CONSIGNE A:
Transcrivez le passage de l'article sur l'Alliance MADE allant de "Le Groupe de" jusqu'à "dix prochaines années." inclus.

◆ ◆ ◆ ◆ ◆ ◆ ◆

Africa

Journée mondiale de l’alimentation – Comment la nouvelle Alliance MADE utilisera les technologies numériques pour aider les agriculteurs africains à nourrir le continent

Le Groupe de la Banque africaine de développement et Mastercard assurent la co-présidence d’une nouvelle initiative baptisée Mobilizing Access to the Digital Economy (MADE) Alliance Africa, qui vise à fournir un accès numérique aux services essentiels à 100 millions de personnes et d’entreprises en Afrique au cours des dix prochaines années.

Dans la première phase de son engagement de 300 millions de dollars pour les cinq premières années de programmation de l’Alliance, la Banque africaine de développement compte faire entrer trois millions d’agriculteurs du Kenya, de la Tanzanie et du Nigéria dans l’économie numérique par l’intermédiaire du Mastercard Community Pass. Le Community Pass fournit aux agriculteurs une identité numérique qui leur permet d’accéder à un réseau d’agents agricoles numériques.

Les membres de l’Alliance comprennent Equity Bank Group, Microsoft, Heifer International, Sustainable Agriculture Foundation, Unconnected.org, Yara, Kenya National Farmers’ Federation, Shell Foundation et CRDB Bank. L’Alliance bénéficie également du soutien financier de l’Agence américaine pour le développement international.

◆ ◆ ◆ ◆ ◆ ◆ ◆

CONSIGNE B:
Veuillez filtrer la liste en ne gardant que les lignes qui contiennent la chaîne "clicks", en respectant la casse.

Entrées de données collectées:
◆ ◆ ◆ ◆ ◆ ◆ ◆

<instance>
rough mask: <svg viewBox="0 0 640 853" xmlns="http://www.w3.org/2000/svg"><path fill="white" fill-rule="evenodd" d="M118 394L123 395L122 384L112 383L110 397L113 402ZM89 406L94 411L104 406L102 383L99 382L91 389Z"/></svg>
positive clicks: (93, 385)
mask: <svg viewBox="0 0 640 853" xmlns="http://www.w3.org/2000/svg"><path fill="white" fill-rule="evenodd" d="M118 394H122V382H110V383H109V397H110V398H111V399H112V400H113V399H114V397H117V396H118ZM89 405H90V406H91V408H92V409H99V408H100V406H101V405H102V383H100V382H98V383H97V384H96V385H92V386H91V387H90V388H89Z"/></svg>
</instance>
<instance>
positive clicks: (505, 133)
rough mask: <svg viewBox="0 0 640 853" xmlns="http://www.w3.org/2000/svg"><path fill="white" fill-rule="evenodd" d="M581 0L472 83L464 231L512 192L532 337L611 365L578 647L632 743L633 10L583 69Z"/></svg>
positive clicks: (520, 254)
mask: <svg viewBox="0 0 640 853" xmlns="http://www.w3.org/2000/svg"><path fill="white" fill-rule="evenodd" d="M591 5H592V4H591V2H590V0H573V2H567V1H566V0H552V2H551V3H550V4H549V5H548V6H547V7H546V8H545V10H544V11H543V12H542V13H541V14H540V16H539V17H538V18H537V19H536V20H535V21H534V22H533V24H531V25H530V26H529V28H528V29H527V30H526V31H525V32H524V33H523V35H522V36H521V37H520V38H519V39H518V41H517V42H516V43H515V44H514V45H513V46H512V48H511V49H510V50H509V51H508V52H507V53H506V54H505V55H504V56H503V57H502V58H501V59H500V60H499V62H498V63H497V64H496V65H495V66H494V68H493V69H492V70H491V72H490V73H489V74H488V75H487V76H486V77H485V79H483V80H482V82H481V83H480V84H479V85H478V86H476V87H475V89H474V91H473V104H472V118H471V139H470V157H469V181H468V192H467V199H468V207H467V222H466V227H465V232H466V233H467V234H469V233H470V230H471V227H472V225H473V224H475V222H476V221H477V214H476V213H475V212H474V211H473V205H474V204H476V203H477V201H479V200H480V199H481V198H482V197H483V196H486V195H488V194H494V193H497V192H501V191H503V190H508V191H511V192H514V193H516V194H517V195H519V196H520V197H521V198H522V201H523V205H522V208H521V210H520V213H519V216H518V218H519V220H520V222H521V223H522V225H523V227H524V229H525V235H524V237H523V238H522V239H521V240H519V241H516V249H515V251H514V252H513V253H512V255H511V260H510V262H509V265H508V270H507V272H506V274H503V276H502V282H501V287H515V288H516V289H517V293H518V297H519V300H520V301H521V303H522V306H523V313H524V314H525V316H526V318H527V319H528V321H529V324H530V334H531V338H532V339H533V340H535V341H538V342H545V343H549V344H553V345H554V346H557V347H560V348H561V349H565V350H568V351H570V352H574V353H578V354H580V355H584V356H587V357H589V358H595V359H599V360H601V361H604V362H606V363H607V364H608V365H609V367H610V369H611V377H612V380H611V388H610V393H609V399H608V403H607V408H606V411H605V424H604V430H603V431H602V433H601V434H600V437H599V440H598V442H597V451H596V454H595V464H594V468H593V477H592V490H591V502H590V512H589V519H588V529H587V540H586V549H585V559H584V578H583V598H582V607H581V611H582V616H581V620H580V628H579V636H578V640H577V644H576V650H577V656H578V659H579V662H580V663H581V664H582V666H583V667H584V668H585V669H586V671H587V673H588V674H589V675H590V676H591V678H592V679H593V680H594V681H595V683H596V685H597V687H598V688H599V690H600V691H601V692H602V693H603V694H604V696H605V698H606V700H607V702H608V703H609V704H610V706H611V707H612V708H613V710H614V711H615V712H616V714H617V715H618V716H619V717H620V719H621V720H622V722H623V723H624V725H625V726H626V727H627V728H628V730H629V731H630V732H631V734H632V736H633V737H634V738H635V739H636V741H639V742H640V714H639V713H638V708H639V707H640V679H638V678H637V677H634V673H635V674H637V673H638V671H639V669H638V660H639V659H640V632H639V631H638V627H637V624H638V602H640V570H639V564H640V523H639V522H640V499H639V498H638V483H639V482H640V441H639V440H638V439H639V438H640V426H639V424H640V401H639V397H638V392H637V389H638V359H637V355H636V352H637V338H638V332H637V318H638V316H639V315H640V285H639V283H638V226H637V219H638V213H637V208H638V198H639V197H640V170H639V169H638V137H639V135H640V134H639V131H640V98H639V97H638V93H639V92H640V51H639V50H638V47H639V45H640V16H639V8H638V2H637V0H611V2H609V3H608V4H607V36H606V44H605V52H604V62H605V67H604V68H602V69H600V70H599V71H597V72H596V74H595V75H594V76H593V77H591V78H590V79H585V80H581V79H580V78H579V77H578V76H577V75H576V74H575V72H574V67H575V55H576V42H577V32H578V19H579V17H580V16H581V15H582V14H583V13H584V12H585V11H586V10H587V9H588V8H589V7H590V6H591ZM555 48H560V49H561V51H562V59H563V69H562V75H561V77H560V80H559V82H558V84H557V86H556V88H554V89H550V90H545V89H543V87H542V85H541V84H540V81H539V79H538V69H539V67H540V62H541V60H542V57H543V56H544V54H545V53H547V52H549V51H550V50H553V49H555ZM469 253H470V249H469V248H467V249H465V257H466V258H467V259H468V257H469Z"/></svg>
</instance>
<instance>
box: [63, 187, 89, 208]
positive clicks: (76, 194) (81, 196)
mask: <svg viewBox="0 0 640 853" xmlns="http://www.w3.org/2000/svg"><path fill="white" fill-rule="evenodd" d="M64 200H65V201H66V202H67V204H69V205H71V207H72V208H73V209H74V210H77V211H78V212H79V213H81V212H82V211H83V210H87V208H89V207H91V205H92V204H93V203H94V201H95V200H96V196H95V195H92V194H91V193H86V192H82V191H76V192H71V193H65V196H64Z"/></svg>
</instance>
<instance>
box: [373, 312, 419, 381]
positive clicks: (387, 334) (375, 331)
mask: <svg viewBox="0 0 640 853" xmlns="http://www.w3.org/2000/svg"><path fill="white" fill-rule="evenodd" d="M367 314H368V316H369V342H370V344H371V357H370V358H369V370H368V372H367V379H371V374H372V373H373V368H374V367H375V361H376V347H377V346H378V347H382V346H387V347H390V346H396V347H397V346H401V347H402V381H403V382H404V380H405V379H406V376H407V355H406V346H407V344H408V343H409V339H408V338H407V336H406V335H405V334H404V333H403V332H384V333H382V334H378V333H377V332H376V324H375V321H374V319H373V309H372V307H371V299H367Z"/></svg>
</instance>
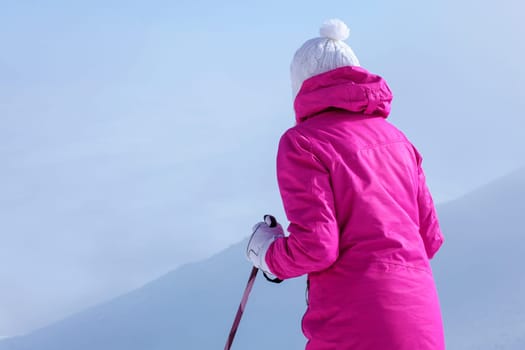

◆ ◆ ◆ ◆ ◆ ◆ ◆

CORRIGÉ A:
Le Groupe de la Banque africaine de développement et Mastercard assurent la co-présidence d’une nouvelle initiative baptisée Mobilizing Access to the Digital Economy (MADE) Alliance Africa, qui vise à fournir un accès numérique aux services essentiels à 100 millions de personnes et d’entreprises en Afrique au cours des dix prochaines années.

CORRIGÉ B:
positive clicks: (93, 385)
positive clicks: (505, 133)
positive clicks: (520, 254)
positive clicks: (76, 194) (81, 196)
positive clicks: (387, 334) (375, 331)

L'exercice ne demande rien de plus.